> [Brano fornito]
────────────────────────────────────────

L’anno scorso, soltanto nel settore tessile, oltre 200mila lavoratori hanno incrociato le braccia. La conflittualità è in aumento. Dieci anni fa la svolta: da paese agricolo a economia manifatturiera d’esportazione. China Files intervista Nicola Mocci, vicepresidente di Asia Maior.
Ha un colpevole la sparatoria durante la quale rimasero feriti tre lavoratori tessili in sciopero nella Cambogia sudorientale. La polizia ha arrestato Chhouk Bandit, governatore della provincia di Svae Rieng, teatro lo scorso 20 febbraio dell’aggressione contro un migliaio di operai che protestavano per chiedere salari più alti e migliori condizioni di lavoro, fuori dai cancelli di una fabbrica di abbigliamento sportivo che fornisce tra le altre l’azienda tedesca Puma.
Una uomo che indossava la divisa delle guardie di sicurezza aveva aperto il fuoco sulla folla. Secondo il ministro dell’Interno, Sar Kheng, il governatore, fermato al confine con il Vietnam, è “il principale responsabile” per l’attacco. Il ministro ha inoltre chiesto una commissione per prevenire l’uso di armi nella repressione delle proteste, giudicando tuttavia accettabile l’uso di manganelli e taser.
Le manifestazioni sono in aumento. L’anno scorso, soltanto nel settore tessile, oltre 200mila lavoratori hanno incrociato le braccia costringendo il governo a fare pressioni sugli imprenditori per garantire la sicurezza negli impianti e condizioni in linea con le leggi sul lavoro.
“Rispetto ai paesi vicini e in considerazione delle quote cospicue di aiuti finanziari che i Paesi donatori versano nelle casse ogni anno, la particolarità della Cambogia è rappresentata da un sistema di relazioni industriali apparentemente efficace che, in teoria, dovrebbe garantire i lavoratori. Nella realtà, nonostante le continue verifiche di ILO, organizzazioni non governative e di istituti internazionali, è apparso evidente che soprattutto in questi ultimi anni, il conflitto sociale è in crescita”, ha spiegato a China Files Nicola Mocci, vicepresidente dell’osservatorio Asia Maior.

────────────────────────────────────────

[Voci di annotazione delle regioni]
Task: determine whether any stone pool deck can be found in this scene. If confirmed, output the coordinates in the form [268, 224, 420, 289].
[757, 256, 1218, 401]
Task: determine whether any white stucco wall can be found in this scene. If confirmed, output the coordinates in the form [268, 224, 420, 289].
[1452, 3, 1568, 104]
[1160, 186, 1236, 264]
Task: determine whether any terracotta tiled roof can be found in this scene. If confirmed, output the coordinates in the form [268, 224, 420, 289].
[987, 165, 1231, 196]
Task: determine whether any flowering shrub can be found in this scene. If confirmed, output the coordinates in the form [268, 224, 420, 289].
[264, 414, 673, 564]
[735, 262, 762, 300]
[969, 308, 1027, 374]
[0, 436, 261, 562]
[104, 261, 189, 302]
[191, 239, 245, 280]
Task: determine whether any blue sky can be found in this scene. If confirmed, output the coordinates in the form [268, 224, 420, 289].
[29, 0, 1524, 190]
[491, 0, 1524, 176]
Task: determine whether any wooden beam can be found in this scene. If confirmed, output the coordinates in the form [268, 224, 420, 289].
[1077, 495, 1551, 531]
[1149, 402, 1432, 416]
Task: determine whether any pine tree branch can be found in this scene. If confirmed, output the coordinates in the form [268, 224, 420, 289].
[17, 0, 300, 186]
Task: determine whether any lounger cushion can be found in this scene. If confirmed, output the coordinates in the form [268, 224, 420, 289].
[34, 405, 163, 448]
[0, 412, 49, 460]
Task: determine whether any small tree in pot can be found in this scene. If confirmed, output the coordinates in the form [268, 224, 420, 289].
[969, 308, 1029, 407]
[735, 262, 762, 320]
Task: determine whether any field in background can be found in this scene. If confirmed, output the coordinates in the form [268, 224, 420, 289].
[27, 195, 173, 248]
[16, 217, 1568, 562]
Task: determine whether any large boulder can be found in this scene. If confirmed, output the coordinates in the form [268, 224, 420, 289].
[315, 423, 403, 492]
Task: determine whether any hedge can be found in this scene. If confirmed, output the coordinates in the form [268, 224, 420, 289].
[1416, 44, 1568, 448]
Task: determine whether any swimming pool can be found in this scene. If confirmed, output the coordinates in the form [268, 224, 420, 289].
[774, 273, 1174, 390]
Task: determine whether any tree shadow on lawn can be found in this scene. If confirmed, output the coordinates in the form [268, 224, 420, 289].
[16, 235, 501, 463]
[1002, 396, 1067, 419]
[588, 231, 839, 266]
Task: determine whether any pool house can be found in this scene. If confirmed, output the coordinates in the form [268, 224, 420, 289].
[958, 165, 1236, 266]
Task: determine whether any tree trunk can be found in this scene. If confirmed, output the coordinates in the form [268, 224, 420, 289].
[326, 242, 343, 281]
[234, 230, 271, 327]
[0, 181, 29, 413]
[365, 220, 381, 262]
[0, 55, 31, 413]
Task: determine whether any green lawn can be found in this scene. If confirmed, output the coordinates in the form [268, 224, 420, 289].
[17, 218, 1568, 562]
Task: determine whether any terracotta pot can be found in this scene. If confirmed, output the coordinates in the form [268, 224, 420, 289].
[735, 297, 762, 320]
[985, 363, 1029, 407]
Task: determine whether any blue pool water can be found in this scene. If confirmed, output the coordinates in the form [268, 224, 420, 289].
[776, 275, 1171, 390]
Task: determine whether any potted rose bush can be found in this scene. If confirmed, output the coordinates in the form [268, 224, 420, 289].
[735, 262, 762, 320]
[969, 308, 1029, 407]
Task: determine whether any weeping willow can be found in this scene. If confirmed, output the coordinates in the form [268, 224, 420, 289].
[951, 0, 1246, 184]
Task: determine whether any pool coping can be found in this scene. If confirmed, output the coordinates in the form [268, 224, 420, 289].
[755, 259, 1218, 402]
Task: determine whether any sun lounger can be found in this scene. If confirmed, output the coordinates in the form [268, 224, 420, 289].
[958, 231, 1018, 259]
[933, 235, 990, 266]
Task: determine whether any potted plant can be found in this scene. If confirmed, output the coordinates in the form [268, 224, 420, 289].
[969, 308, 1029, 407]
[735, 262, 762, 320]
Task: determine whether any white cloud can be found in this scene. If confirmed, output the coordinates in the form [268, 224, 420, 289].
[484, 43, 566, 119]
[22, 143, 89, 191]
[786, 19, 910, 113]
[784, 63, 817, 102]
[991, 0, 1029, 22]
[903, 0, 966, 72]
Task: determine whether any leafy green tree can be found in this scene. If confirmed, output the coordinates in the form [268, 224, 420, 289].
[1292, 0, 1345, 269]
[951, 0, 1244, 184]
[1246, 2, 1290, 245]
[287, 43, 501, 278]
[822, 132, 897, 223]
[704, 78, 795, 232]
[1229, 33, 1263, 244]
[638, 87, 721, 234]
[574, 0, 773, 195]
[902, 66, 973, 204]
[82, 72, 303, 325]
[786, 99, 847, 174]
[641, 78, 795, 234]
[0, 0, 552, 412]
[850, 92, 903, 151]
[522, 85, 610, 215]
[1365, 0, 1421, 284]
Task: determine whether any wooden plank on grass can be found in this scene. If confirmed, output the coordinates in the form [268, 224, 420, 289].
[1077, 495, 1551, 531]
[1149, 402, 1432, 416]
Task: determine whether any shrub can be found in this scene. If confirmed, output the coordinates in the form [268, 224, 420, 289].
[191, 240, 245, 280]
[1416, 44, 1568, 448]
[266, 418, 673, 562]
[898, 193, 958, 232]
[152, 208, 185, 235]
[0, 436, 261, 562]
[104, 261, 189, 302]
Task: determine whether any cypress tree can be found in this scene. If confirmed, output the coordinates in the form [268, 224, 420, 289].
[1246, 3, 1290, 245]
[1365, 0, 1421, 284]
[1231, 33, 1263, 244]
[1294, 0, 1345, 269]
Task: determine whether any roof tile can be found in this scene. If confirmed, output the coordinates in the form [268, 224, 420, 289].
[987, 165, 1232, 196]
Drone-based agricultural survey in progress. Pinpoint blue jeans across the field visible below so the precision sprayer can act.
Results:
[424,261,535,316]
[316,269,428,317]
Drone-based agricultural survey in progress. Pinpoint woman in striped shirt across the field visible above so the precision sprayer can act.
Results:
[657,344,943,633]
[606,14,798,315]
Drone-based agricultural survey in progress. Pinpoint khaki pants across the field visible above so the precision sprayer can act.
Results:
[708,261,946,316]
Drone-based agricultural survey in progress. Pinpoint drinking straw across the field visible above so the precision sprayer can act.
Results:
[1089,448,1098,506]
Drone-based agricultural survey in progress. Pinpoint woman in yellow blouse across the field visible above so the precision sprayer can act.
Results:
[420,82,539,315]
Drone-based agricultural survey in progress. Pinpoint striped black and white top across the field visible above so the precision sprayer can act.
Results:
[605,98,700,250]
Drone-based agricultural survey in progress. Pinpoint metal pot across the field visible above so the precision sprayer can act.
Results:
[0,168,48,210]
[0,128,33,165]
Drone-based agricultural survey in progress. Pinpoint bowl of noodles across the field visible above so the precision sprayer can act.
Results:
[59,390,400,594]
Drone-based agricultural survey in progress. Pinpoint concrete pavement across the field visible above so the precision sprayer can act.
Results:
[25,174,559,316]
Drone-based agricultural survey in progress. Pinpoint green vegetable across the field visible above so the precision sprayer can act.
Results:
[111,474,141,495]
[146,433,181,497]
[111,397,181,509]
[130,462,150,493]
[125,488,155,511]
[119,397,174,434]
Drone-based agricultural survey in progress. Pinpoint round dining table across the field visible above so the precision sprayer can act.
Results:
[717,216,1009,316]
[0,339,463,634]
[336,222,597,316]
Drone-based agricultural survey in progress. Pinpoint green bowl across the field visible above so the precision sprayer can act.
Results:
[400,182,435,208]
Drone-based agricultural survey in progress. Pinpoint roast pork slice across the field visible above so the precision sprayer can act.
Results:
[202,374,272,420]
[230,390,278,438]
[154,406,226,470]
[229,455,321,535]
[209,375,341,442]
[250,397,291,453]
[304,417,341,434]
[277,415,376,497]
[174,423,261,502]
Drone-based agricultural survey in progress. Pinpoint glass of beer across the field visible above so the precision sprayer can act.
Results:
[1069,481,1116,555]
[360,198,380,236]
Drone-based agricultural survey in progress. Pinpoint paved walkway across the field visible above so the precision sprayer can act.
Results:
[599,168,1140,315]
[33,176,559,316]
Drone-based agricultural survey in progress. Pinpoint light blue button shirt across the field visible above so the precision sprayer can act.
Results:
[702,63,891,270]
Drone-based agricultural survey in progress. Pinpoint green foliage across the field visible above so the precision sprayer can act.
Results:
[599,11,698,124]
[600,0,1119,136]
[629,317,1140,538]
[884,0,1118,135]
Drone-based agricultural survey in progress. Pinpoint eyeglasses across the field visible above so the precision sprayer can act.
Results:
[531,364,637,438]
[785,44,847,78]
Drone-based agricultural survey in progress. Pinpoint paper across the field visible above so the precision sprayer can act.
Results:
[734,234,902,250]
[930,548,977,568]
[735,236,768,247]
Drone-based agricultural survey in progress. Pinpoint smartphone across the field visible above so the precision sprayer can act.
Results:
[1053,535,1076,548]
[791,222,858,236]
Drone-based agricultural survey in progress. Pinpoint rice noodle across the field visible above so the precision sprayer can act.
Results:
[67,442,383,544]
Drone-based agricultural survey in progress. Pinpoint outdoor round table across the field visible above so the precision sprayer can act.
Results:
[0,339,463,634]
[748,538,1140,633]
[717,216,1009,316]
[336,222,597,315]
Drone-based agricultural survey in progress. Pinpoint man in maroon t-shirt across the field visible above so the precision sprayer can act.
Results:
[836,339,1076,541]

────────────────────────────────────────

> [Richiesta assegnata 1] Aggiorna i record partendo dalla riga che contiene "Drone-based agricultural survey in progress. Pinpoint striped" e fermandoti dopo quella che contiene "[605,98,700,250]": sostituisci "black and white" con "blue and white", lascia invariato tutto il resto e restituisci soltanto queste righe.
> [Richiesta assegnata 2] Prosegui l'articolo sugli scioperi dei lavoratori tessili in Cambogia a partire dal punto in cui si interrompe.
Il brano e i record hanno origini diverse e non sono collegati tra loro.

> [Risultato atteso 1]
Drone-based agricultural survey in progress. Pinpoint striped blue and white top across the field visible above so the precision sprayer can act.
Results:
[605,98,700,250]

> [Risultato atteso 2]
“Nonostante i numeri dimostrino un’alta sindacalizzazione nella realtà non c’è una vera e propria tutela dei diritti dei lavoratori. Per quanto il numero degli scioperi sia aumentato negli ultimi anni, sono legati soprattutto alla richiesta di migliori condizioni di lavoro o di salario e i risultati ottenuti sono limitati”.
A dicembre del 2010 le industrie manifatturiere erano 262 di cui il 93 per cento in mano a stranieri soprattutto taiwanesi (25 per cento), cittadini di Hong Kong (20 per cento), cinesi e coreani. Quasi l’80 per cento ha più di 500 impiegati per un totale di circa 320mila addetti, per il 90 per cento donne.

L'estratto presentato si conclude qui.